:: DOCUMENT ::

Even if Clinton's American Heritage Rivers
Initiative (AHRI) is not a federal land grab or a brazen attempt to
exercise federal control over local land use and zoning decisions,
it is nonetheless unconstitutional. Only Congress may adopt such
programs. Until Congress enacts the AHRI, Clinton has no authority
to act.
--William Perry Pendley,
Mountain States Legal Foundation
Even
as many Americans continue to press Congress to downsize the
federal government and return control of more programs to the
states, President Bill Clinton has initiated a new program that
will impose costly new federal involvement on the local zoning and
planning process. During a ceremony at the New River in North
Carolina last July, the President designated 14 rivers as "American
Heritage Rivers" for 1998, targeting them for federal oversight. He
did so under authority he gave himself by signing Executive Order
13061, the American Heritage Rivers Initiative (AHRI), on September
11, 1997.
The
stated purpose of the President's initiative is to spur economic
growth along designated rivers, protect their natural resources,
and preserve their heritage. As attractive as these goals are,
however, they duplicate many of the goals of currently available
federal programs. In addition, the AHRI's unnecessary new level of
federal bureaucracy could cost millions of tax dollars each year.
It will divert funds away from the rivers and communities
that are most in need and make it more difficult for state and
local governments to decide how best to protect and enhance their
rivers and river communities.
Although the American Heritage Rivers
Initiative is an appealing program, it also has several important
flaws:
-
It violates a number of constitutional
and statutory provisions by giving the executive branch powers that
belong to Congress, such as authority over interstate commerce and
the appropriation of money. It threatens the Fifth Amendment by
giving federal bureaucrats control over private land surrounding
the rivers and their associated resources, and the Tenth Amendment
by pre-empting the states' land use and zoning powers.
-
It duplicates the functions of federal
programs already available to assist states, localities,
businesses, and individuals in improving America's waterways by
protecting natural resources, rejuvenating surrounding areas, and
stimulating economic growth. Many of these programs already
duplicate each other's efforts and award similar grants.
-
Scientific analysis of need is not
mandated as the basis for AHRI designation. Consequently, the AHRI
allows the executive branch to target federal money to river
communities in ways that could be interpreted more as political
pork than environmental necessity. This potential is highlighted by
the fact that not one of the ten "most endangered rivers" of 1998
as selected by the environmental interest group American Rivers
appears on the President's 1998 list of American Heritage
Rivers.
-
It establishes a new federal
bureaucracy. Each of this year's 14 American Heritage Rivers will
be assigned a "river navigator" to "guide" local officials through
the maze of applicable federal programs. In other words, federal
bureaucrats will be injected into local decision-making on how best
to clean up a designated river, or develop or enhance its
surrounding areas. Federal agencies make their field staff
available for the local implementation of AHRI initiatives. It is
not clear how creating additional bureaucracy facilitates
the AHRI's goal of helping states maneuver through the current
bureaucracy. Furthermore, the hiring of each river navigator will
cost an estimated $100,000 a year, yet the question of where the
funding will come from has not been adequately addressed.

:: RECORDS SUPPLIED ::
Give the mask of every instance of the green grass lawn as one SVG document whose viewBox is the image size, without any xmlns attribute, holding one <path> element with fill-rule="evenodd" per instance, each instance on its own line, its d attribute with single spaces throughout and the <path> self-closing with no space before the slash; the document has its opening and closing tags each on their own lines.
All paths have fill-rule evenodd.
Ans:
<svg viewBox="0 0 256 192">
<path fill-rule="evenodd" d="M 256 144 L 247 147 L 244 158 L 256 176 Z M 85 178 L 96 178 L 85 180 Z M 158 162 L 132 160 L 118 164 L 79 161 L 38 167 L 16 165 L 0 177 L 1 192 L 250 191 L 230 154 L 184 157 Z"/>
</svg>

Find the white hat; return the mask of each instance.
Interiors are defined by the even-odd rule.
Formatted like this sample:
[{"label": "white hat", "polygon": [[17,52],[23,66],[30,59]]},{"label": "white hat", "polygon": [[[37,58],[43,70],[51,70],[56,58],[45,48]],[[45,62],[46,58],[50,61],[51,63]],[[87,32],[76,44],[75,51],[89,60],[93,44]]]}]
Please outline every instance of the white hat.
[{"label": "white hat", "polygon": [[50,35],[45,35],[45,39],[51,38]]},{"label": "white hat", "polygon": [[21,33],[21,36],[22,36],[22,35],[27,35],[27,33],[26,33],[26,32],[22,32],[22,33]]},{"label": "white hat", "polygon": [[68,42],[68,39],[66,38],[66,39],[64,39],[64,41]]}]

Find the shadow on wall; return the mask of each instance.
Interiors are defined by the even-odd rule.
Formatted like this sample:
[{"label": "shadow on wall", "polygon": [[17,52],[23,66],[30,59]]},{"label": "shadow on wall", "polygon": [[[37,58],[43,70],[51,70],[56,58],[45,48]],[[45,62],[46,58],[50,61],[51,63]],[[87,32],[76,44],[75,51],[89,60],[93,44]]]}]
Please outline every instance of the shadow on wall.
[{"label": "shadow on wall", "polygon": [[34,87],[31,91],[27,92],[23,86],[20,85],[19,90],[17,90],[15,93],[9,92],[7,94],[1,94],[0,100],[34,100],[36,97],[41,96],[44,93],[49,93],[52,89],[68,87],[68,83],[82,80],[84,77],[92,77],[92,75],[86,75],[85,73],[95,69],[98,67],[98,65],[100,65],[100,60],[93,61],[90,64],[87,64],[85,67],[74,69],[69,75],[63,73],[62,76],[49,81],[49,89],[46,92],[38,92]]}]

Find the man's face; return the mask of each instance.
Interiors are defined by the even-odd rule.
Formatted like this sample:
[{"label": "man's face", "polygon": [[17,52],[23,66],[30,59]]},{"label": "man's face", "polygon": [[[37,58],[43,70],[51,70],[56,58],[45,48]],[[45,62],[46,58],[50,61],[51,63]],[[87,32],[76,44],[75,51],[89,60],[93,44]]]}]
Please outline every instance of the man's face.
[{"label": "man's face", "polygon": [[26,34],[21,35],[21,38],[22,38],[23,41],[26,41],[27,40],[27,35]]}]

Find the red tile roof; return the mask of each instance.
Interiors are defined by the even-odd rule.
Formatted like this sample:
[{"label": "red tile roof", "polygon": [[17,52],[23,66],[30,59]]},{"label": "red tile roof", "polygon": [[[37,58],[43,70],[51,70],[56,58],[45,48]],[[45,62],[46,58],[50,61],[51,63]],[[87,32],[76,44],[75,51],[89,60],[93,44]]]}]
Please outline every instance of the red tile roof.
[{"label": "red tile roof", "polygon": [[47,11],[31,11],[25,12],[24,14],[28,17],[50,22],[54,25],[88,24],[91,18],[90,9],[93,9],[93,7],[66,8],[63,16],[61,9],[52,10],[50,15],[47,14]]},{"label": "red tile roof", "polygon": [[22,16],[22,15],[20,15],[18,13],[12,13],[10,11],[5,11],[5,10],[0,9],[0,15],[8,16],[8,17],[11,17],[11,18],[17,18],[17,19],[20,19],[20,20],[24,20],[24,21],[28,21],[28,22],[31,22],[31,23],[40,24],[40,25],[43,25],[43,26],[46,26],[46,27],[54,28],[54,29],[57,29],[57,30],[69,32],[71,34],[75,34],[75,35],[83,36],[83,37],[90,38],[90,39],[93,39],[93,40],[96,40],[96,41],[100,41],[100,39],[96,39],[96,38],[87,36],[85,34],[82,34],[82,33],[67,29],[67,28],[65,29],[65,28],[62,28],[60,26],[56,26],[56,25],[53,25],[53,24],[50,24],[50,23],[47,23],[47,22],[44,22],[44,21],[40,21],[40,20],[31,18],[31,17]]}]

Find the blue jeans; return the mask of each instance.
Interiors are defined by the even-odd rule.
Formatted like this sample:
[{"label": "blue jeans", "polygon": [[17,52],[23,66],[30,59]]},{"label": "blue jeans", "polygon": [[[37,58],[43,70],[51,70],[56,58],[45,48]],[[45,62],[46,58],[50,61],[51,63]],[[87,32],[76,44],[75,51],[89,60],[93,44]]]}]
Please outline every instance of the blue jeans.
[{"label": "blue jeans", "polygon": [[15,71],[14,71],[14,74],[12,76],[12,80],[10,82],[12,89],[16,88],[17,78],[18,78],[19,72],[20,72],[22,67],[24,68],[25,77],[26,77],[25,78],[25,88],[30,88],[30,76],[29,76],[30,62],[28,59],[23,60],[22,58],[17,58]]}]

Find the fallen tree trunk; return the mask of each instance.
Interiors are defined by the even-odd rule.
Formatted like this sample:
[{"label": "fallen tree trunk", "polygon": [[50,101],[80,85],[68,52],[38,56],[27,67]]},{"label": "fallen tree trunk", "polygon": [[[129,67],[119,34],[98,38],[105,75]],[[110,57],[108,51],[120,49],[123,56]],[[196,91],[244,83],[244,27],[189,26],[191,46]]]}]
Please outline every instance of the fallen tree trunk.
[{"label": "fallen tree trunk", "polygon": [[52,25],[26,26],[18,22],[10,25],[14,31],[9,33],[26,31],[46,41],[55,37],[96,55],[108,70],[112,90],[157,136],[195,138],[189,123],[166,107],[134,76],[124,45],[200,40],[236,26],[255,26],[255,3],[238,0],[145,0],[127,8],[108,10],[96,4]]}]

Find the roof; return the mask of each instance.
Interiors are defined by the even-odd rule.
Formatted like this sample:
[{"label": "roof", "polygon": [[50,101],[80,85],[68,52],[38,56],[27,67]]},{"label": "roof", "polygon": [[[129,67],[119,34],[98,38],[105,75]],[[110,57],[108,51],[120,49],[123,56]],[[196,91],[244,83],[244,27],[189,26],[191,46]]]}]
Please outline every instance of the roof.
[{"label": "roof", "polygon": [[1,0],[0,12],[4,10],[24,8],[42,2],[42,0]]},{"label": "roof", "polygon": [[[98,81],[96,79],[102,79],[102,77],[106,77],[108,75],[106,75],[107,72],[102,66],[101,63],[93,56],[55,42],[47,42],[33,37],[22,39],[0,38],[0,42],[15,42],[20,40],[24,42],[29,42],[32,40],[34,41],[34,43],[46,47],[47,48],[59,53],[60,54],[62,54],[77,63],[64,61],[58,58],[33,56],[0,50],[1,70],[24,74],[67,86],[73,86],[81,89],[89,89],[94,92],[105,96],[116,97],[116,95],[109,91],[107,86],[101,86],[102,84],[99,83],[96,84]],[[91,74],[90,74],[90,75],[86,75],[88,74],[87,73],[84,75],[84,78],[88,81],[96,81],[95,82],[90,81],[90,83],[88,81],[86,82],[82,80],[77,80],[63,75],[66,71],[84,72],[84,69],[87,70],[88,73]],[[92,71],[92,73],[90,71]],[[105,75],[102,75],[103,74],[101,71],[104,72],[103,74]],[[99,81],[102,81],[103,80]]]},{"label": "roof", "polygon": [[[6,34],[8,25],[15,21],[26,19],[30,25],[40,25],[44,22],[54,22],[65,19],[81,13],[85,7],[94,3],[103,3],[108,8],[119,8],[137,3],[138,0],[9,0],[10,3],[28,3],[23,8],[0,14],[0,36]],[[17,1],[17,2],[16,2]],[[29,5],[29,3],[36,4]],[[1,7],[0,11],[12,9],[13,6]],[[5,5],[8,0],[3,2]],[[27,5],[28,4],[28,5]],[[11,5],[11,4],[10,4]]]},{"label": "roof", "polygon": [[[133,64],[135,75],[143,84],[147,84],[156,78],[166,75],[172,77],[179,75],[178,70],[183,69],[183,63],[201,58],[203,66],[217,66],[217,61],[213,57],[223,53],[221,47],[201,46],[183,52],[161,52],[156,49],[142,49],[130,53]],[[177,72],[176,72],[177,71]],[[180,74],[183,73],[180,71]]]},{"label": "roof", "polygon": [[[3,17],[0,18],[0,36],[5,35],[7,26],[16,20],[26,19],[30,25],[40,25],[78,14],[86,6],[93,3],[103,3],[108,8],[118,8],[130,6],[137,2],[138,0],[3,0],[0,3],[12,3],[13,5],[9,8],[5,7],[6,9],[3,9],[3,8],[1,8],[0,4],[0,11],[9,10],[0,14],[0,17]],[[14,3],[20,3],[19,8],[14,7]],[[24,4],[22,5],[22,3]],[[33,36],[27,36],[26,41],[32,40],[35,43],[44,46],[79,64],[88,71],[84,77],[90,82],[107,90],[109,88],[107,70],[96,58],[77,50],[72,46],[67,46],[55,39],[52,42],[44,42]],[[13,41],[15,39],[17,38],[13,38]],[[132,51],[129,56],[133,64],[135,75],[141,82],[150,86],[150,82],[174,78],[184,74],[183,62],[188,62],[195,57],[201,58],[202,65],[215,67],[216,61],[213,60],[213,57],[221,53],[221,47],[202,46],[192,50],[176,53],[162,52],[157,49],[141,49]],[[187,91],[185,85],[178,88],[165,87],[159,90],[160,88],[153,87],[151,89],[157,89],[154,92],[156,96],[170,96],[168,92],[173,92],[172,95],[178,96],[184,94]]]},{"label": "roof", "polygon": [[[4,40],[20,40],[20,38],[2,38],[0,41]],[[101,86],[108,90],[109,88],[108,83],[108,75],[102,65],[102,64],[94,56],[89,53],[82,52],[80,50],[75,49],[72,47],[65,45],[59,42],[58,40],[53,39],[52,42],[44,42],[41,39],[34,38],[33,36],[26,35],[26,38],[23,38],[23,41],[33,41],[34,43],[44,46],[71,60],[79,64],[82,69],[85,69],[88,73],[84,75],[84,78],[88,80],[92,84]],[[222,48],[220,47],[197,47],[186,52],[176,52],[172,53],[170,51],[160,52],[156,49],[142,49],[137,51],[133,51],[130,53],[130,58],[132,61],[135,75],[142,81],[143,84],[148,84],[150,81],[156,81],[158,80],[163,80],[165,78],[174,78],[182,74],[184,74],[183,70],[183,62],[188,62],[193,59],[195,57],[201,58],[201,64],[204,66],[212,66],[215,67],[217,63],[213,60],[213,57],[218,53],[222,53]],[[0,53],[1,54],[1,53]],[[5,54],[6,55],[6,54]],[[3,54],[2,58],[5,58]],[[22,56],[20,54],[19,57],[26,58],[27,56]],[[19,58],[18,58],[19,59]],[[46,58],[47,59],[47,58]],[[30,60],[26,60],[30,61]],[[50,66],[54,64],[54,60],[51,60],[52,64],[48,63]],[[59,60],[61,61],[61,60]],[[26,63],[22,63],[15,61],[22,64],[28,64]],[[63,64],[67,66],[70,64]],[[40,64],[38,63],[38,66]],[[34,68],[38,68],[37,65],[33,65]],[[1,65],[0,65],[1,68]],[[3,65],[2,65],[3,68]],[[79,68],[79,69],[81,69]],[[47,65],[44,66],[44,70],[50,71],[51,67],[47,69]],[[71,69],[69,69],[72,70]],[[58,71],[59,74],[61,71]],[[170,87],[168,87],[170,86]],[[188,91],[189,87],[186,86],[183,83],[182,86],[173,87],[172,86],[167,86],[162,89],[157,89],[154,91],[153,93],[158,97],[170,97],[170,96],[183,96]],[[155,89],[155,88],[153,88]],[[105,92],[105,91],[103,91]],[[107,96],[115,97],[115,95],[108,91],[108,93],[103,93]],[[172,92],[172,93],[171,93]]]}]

:: REQUEST A ::
List the flaws in the American Heritage Rivers Initiative that the text on the initiative sets out as bulleted points.
:: REQUEST B ::
According to the text on the American Heritage Rivers Initiative, what is the estimated yearly cost of hiring each river navigator?
:: REQUEST C ::
Using the text on the American Heritage Rivers Initiative, explain why the initiative lets the executive branch target federal money in ways that could be seen as political pork.
The entries above come from a separate source, not from the text on the American Heritage Rivers Initiative.

:: WRITTEN REPLY A ::
1. It violates constitutional and statutory provisions by giving the executive branch powers that belong to Congress, and it threatens the Fifth and Tenth Amendments.
2. It duplicates the functions of federal programs that already help improve America's waterways.
3. Scientific analysis of need is not mandated as the basis for AHRI designation.
4. It establishes a new federal bureaucracy.

:: WRITTEN REPLY B ::
An estimated $100,000 a year.

:: WRITTEN REPLY C ::
Scientific analysis of need is not required as the basis for designating an American Heritage River. As a result, the executive branch can direct federal money to river communities in ways that look more like political pork than environmental necessity. The text points out that none of the ten "most endangered rivers" of 1998 selected by American Rivers appears on the President's 1998 list.